__Short exercise__. Give every line of the data again, unchanged, but with no pictures.

__Given data__.
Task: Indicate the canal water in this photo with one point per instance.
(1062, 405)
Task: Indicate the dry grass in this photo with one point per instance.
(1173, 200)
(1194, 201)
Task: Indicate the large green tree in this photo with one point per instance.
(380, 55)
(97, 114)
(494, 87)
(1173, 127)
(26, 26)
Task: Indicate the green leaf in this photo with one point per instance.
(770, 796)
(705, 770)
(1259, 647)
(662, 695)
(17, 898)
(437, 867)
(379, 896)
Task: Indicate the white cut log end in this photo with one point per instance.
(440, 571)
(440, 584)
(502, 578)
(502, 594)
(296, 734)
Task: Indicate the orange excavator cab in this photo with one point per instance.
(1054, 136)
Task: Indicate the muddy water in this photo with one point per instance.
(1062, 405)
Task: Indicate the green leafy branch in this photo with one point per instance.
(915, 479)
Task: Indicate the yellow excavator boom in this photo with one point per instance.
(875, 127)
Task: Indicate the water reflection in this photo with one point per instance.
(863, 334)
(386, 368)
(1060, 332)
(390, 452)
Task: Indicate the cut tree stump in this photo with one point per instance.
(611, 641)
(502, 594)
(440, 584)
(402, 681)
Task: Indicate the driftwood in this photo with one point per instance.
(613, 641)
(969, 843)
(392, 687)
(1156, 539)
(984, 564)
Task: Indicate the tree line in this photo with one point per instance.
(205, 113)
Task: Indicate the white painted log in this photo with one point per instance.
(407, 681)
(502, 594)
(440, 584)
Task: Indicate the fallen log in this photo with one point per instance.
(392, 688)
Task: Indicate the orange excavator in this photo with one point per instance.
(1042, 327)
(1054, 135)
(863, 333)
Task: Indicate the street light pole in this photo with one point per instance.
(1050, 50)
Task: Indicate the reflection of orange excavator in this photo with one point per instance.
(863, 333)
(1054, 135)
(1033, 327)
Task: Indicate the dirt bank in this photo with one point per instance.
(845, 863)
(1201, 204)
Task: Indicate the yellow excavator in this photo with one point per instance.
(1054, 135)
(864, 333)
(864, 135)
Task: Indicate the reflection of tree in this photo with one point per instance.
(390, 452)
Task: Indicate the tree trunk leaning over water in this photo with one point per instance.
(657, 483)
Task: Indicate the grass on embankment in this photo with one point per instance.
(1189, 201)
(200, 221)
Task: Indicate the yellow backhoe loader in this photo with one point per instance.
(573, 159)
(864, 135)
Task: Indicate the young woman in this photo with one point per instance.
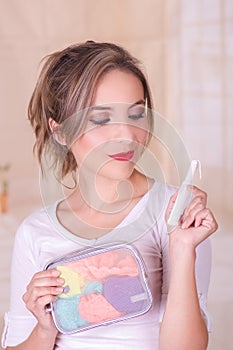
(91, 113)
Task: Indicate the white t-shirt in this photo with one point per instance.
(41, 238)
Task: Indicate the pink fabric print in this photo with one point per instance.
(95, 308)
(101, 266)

__Answer below__.
Task: Indicate the canal water in this photo with one point per instance.
(1062, 405)
Task: Indicate the dry grass in this photo with one point per instance.
(1173, 200)
(1194, 201)
Task: Indicate the large green tree in this photo with one point per instance.
(380, 55)
(97, 114)
(494, 87)
(1173, 127)
(26, 26)
Task: Indicate the green leaf in this photo with one point per instance.
(770, 796)
(705, 770)
(1259, 647)
(662, 695)
(17, 898)
(437, 867)
(379, 896)
Task: Indicate the white cut log end in this photo with one point per instance.
(440, 571)
(440, 584)
(502, 578)
(502, 594)
(296, 734)
Task: Indicate the orange excavator cab in this photo with one point per instance.
(1054, 136)
Task: Indicate the muddy water in this photo with one point per instance.
(1062, 405)
Task: Indicate the green leafy branch in this photo with one point per instance.
(915, 479)
Task: Indicate the yellow excavator boom in this photo with one point per instance.
(875, 127)
Task: Indicate the water reflection in this photo with one point per instance.
(863, 334)
(386, 368)
(1060, 332)
(390, 452)
Task: Indicate the cut tree stump in this photo with one point per instance.
(611, 641)
(502, 594)
(440, 584)
(402, 681)
Task: Indicate the driftwood in this photo with one point per instance.
(613, 641)
(969, 843)
(392, 687)
(1156, 539)
(984, 564)
Task: Indicate the tree line in this photo with one point per instance.
(205, 113)
Task: Indicate the white painted log in this photo with one point per instance.
(407, 681)
(502, 594)
(440, 584)
Task: Indicate the fallen log in this photo with one point per instance.
(392, 688)
Task: Indicate the orange excavator in this photo with one point per instance.
(1042, 327)
(1054, 135)
(863, 333)
Task: Indicate the street light pole in this photo with one point per instance.
(1050, 50)
Task: Indicate the reflection of orange excavator in this photo with one point per instance.
(863, 333)
(1054, 135)
(1033, 327)
Task: Indicate the dirt bank in this photo with one point per instance.
(845, 863)
(1201, 204)
Task: Indicate the yellow excavator in this photo with one point per instance.
(1054, 135)
(864, 333)
(864, 135)
Task: Indicate the reflection of tree in this photo with one point per instance.
(390, 452)
Task: Indicate the tree trunk leaning over water in this photo with one point per instance.
(657, 483)
Task: Indicate the grass on embankment in this photo with one point per instance.
(1189, 201)
(200, 221)
Task: Indicate the yellow backhoe loader in this photo with one point per instance.
(573, 159)
(864, 135)
Task: Indicate the young woman in this photo with one point per instance.
(91, 113)
Task: Indicate the white t-shirt in this photo with one point per instance.
(41, 238)
Task: Indicate the pink fabric print in this photo with one point per instance.
(95, 308)
(101, 266)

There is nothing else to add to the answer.